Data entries
+ + + + +
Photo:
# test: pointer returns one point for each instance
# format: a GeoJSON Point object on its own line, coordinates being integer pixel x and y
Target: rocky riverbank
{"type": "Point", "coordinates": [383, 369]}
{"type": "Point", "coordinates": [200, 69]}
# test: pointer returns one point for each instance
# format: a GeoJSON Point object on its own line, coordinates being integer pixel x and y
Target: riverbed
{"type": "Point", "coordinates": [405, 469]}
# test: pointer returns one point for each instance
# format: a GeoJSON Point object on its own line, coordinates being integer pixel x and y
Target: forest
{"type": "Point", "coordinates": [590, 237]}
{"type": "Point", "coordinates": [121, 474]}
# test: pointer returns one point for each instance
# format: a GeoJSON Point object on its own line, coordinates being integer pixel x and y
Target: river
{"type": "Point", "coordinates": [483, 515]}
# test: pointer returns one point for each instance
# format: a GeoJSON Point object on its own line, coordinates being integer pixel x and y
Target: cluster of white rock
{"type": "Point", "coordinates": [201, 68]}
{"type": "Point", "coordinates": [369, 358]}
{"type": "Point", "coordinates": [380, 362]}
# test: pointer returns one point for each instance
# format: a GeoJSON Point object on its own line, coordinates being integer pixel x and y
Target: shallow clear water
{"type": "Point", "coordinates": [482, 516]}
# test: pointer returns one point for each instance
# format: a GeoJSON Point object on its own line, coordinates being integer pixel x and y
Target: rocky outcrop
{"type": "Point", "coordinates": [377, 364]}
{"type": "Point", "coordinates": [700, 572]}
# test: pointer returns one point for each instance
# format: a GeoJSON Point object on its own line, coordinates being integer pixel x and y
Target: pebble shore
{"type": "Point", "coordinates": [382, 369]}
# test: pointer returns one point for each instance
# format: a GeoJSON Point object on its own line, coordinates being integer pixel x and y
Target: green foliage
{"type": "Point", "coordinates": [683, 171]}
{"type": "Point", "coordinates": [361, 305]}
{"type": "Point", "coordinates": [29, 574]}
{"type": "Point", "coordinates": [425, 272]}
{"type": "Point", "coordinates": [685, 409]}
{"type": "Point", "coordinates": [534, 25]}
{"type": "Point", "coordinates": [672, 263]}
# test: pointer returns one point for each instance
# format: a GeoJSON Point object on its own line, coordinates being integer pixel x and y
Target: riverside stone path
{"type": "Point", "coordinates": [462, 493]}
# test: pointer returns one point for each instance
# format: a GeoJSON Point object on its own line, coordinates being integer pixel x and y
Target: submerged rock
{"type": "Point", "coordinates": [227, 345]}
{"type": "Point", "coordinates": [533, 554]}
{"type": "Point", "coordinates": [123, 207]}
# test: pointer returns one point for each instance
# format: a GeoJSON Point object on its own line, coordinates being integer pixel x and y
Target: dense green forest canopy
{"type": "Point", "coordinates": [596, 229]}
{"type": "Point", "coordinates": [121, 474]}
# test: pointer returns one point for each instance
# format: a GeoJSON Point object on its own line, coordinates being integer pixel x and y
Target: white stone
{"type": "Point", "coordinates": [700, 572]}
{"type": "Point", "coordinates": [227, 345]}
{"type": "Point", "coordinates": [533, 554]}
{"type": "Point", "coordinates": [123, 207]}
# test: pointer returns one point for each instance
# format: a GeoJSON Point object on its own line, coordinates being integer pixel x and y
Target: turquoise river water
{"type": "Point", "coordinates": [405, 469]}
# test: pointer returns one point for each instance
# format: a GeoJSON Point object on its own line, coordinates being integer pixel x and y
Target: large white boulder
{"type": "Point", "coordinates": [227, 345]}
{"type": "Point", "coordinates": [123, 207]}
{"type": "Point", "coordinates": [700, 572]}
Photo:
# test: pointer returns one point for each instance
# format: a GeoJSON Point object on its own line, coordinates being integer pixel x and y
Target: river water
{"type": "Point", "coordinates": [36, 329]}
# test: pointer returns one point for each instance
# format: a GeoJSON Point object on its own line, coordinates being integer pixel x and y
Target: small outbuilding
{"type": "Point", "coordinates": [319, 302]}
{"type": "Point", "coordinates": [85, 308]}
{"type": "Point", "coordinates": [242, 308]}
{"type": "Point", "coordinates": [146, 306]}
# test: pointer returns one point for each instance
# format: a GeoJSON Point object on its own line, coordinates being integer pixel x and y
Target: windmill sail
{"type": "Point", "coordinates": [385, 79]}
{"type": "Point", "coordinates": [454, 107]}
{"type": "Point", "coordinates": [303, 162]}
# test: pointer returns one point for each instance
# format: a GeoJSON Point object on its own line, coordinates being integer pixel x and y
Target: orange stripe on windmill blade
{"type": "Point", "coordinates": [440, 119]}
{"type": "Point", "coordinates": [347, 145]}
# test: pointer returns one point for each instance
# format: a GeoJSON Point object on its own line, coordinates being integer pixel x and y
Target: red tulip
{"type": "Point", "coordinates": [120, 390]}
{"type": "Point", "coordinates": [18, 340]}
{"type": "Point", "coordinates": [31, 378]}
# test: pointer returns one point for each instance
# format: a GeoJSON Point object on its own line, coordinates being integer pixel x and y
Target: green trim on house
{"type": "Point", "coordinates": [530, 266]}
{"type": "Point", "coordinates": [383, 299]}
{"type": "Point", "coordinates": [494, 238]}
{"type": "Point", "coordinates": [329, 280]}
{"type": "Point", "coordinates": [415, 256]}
+ + + + +
Exercise description
Extract every line above exactly as it stands.

Written solution
Photo:
# test: pointer returns one point for each instance
# format: a GeoJSON Point object on its own line, coordinates being integer pixel x and y
Target: rocky riverbank
{"type": "Point", "coordinates": [383, 369]}
{"type": "Point", "coordinates": [200, 69]}
# test: pointer returns one point for each instance
# format: a GeoJSON Point object on its own line, coordinates being integer pixel x and y
Target: riverbed
{"type": "Point", "coordinates": [405, 469]}
# test: pointer returns one point for each instance
# format: a GeoJSON Point object on its own line, coordinates being integer pixel x and y
Target: forest
{"type": "Point", "coordinates": [590, 237]}
{"type": "Point", "coordinates": [121, 474]}
# test: pointer returns one point for each instance
# format: a GeoJSON Point object on its own line, coordinates being integer pixel x and y
Target: river
{"type": "Point", "coordinates": [483, 515]}
# test: pointer returns one point for each instance
# format: a GeoJSON Point object on its own line, coordinates being integer pixel x and y
Target: cluster of white rock
{"type": "Point", "coordinates": [201, 68]}
{"type": "Point", "coordinates": [369, 358]}
{"type": "Point", "coordinates": [380, 362]}
# test: pointer returns one point for each instance
# format: a GeoJSON Point object on its own line, coordinates being integer pixel x and y
Target: shallow clear water
{"type": "Point", "coordinates": [482, 516]}
# test: pointer returns one point for each instance
# format: a GeoJSON Point object on its own line, coordinates being integer pixel x and y
Target: rocky outcrop
{"type": "Point", "coordinates": [377, 364]}
{"type": "Point", "coordinates": [700, 572]}
# test: pointer returns one point for each instance
# format: a GeoJSON Point object on its own line, coordinates being integer pixel x and y
Target: pebble shore
{"type": "Point", "coordinates": [382, 369]}
# test: pointer returns one point for each instance
# format: a GeoJSON Point object on its own line, coordinates being integer pixel x and y
Target: green foliage
{"type": "Point", "coordinates": [683, 171]}
{"type": "Point", "coordinates": [361, 305]}
{"type": "Point", "coordinates": [29, 574]}
{"type": "Point", "coordinates": [425, 272]}
{"type": "Point", "coordinates": [685, 409]}
{"type": "Point", "coordinates": [534, 25]}
{"type": "Point", "coordinates": [672, 263]}
# test: pointer returns one point for each instance
# format: a GeoJSON Point object on its own line, coordinates being integer pixel x and y
Target: riverside stone path
{"type": "Point", "coordinates": [462, 493]}
# test: pointer returns one point for each instance
# format: a GeoJSON Point object on its own line, coordinates being integer pixel x and y
Target: submerged rock
{"type": "Point", "coordinates": [227, 345]}
{"type": "Point", "coordinates": [533, 554]}
{"type": "Point", "coordinates": [123, 207]}
# test: pointer returns one point for each instance
# format: a GeoJSON Point object on its own line, coordinates being integer pixel x and y
Target: dense green forest canopy
{"type": "Point", "coordinates": [596, 229]}
{"type": "Point", "coordinates": [121, 474]}
# test: pointer returns one point for each instance
# format: a GeoJSON Point object on its own line, coordinates being integer pixel x and y
Target: white stone
{"type": "Point", "coordinates": [700, 572]}
{"type": "Point", "coordinates": [227, 345]}
{"type": "Point", "coordinates": [533, 554]}
{"type": "Point", "coordinates": [123, 207]}
# test: pointer returns one point for each instance
# format: a GeoJSON Point object on its own line, coordinates being integer pixel x and y
Target: turquoise river water
{"type": "Point", "coordinates": [405, 469]}
# test: pointer returns one point for each instance
# format: a GeoJSON Point object on its own line, coordinates being integer pixel x and y
Target: large white boulder
{"type": "Point", "coordinates": [227, 345]}
{"type": "Point", "coordinates": [123, 207]}
{"type": "Point", "coordinates": [700, 572]}
Photo:
# test: pointer returns one point for each instance
# format: a GeoJSON Point object on its own line, coordinates being integer pixel x and y
Target: river water
{"type": "Point", "coordinates": [36, 329]}
# test: pointer returns one point for each instance
# format: a GeoJSON Point object on its own line, coordinates being integer pixel x and y
Target: small outbuilding
{"type": "Point", "coordinates": [319, 302]}
{"type": "Point", "coordinates": [85, 308]}
{"type": "Point", "coordinates": [242, 308]}
{"type": "Point", "coordinates": [146, 306]}
# test: pointer returns one point for each instance
# format: a GeoJSON Point object on its own line, coordinates being integer pixel x and y
Target: windmill sail
{"type": "Point", "coordinates": [385, 79]}
{"type": "Point", "coordinates": [454, 107]}
{"type": "Point", "coordinates": [303, 162]}
# test: pointer returns one point for each instance
# format: a GeoJSON Point object on its own line, coordinates being integer pixel x and y
Target: orange stripe on windmill blade
{"type": "Point", "coordinates": [440, 119]}
{"type": "Point", "coordinates": [347, 145]}
# test: pointer returns one point for each instance
# format: a GeoJSON Point object on its own line, coordinates being integer pixel x and y
Target: red tulip
{"type": "Point", "coordinates": [120, 390]}
{"type": "Point", "coordinates": [18, 340]}
{"type": "Point", "coordinates": [31, 378]}
# test: pointer returns one point for each instance
# format: a GeoJSON Point object on its own line, coordinates being integer pixel x and y
Target: green trim on house
{"type": "Point", "coordinates": [530, 266]}
{"type": "Point", "coordinates": [383, 299]}
{"type": "Point", "coordinates": [494, 238]}
{"type": "Point", "coordinates": [329, 280]}
{"type": "Point", "coordinates": [415, 256]}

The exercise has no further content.